While composing it, I terminated each line with a return at short line lengths.

But then Outlook crams them all back together again when I hit send.

I'll do better next time.

> >
> > > You are referring to line 147 here, right? That creates an empty
> > > list if I am following the code correctly.
> >
> > Yes.
> >
> > > What I meant was that the sample code doesn't show how instances of
> > > struct my_data get initialized and inserted into the list at q.
> > > Makes sense to leave that out for brevity I suppose and you've made
> > > it clear below that for this to work right a call to kref_init()
> > > must have been made on the refcount fields of any struct my_data
> > > instances that got put into the list headed by q.  Thanks.
> >
> > Yes, that code is left as an exercise for the reader.  Or you can just
> > look at the kernel where it is used in many places directly :)
> >
> > > At this point it's rule (3) that I am still struggling with a bit:
> > >
> > >  50 3) If the code attempts to gain a reference to a kref-ed structure
> > >  51    without already holding a valid pointer, it must serialize access
> > >  52    where a kref_put() cannot occur during the kref_get(), and the
> > >  53    structure must remain valid during the kref_get().
> > >
> > > In this example, every call to put_entry() results in locking and
> > > unlocking the mutex. But if I am following this right, that is only
> > > because the entry at the head of the list is removed from the list
> > > when and only when the last reference to it is released.
> >
> > It has nothing to do with a list, don't get hung up on a list with a
> > kref, it's not needed, just used as an example here.
> >
> > > If the list_del() happened for some other cause (say a timer expired
> > > or user space sent a message to delete the entry), then the taking
> > > of the mutex in put_entry() wouldn't be necessary, right?
> >
> > No, it still would be.
> >
> > > For instance, this would be valid, wouldn't it?
> > >
> > > static void release_entry(struct kref *ref) {
> > > 	struct my_data *entry = container_of(ref, struct my_data,
> > > refcount);
> > >
> > > 	kfree(entry);
> > > }
> > >
> > > static void put_entry(struct my_data *entry) {
> > > 	kref_put(&entry->refcount, release_entry); }
> > >
> > > static void del_entry(struct my_data *entry) {
> > > 	mutex_lock(&mutex);
> > > 	list_del(&entry->link);
> > > 	mutex_unlock(&mutex);
> > > 	put_entry(entry);
> > > }
> >
> > Nope.  Don't get list entries confused with an object that a kref
> > happens to maintain.  You still need to lock the kref itself, two
> > different people could be calling put_entry() at the same time, right?
> 
> Ok, so that's an issue I don't understand. Looking at what kref_put() does, I
> don't see why any external locking would be required to serialize concurrent
> callers to put_entry(). As I am sure you are aware,
> kref_put() ends up being a call to this, where the count passed in is 1:
> 
> 68 static inline int kref_sub(struct kref *kref, unsigned int count,
>  69              void (*release)(struct kref *kref))

> Challenge
Summarize the exchange about kref locking in two sentences.

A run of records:
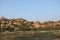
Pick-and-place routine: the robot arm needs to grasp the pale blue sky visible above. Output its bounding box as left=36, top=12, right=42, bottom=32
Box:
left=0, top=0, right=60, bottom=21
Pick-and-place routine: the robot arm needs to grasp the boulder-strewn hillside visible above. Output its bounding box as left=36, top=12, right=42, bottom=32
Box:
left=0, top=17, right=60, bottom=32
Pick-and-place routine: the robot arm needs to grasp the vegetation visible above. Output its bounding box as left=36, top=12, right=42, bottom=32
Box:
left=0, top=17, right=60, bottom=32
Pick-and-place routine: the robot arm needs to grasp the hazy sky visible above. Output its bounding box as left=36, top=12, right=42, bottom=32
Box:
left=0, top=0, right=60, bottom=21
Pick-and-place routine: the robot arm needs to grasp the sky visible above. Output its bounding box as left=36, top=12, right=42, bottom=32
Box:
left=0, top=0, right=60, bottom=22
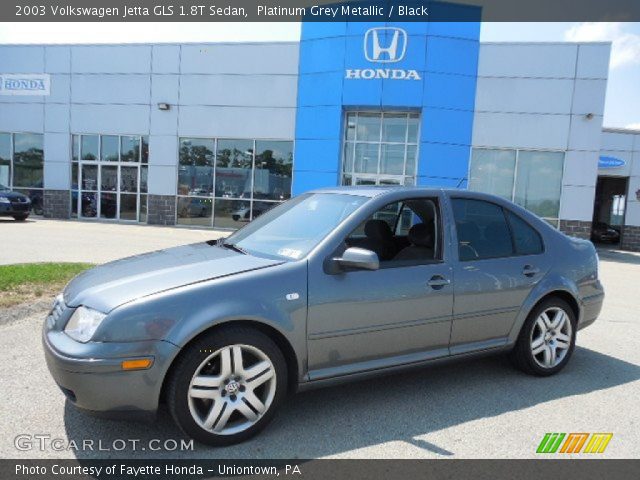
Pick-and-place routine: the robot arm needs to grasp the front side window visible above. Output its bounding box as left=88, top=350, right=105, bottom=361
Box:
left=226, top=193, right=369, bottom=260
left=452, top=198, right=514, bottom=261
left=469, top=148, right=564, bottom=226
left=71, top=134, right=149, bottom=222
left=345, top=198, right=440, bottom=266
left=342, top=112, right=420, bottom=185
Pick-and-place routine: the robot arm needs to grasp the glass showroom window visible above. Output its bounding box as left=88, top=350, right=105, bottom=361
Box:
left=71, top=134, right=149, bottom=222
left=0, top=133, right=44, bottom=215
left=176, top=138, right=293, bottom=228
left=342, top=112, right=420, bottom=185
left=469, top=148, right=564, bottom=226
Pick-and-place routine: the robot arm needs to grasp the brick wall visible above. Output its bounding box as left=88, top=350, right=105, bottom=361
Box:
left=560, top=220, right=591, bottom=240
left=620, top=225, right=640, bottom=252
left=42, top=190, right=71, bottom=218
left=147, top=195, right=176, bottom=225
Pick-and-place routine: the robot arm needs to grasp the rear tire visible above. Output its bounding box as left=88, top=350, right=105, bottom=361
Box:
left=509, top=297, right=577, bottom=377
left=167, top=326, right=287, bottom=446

...

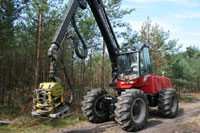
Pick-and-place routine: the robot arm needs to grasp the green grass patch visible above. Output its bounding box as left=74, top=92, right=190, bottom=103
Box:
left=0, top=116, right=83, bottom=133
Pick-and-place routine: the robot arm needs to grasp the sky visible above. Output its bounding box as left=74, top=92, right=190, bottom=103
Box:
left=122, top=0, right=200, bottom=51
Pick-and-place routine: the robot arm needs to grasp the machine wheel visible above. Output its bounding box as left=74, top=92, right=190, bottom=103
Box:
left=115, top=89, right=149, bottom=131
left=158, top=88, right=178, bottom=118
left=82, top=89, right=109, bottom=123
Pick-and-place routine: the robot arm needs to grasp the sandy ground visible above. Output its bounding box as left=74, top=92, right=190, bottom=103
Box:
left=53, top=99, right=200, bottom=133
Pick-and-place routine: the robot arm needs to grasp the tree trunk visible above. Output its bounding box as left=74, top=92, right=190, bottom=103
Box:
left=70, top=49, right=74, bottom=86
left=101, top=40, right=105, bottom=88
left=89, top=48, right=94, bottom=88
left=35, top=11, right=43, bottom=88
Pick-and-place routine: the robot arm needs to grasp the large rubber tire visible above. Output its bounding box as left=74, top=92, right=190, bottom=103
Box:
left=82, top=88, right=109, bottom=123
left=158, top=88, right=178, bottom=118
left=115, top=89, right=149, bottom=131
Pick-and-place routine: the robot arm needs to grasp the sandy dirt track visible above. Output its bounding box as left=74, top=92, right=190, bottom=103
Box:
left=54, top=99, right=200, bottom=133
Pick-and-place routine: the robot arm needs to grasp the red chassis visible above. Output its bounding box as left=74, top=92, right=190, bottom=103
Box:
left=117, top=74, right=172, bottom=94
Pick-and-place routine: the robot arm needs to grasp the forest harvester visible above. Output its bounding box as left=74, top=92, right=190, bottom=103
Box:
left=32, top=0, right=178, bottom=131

> Task solution
A question about rule (3) of kref usage asks whether taking the mutex in put_entry() would be unnecessary if list_del() happened for some other cause, such as a timer expiring or user space sending a message, and the reply says the mutex would still be needed. The reply warns against confusing list entries with the object a kref maintains, because two callers could run put_entry() at the same time, but the questioner does not see why kref_put() would require any external locking to serialize concurrent callers.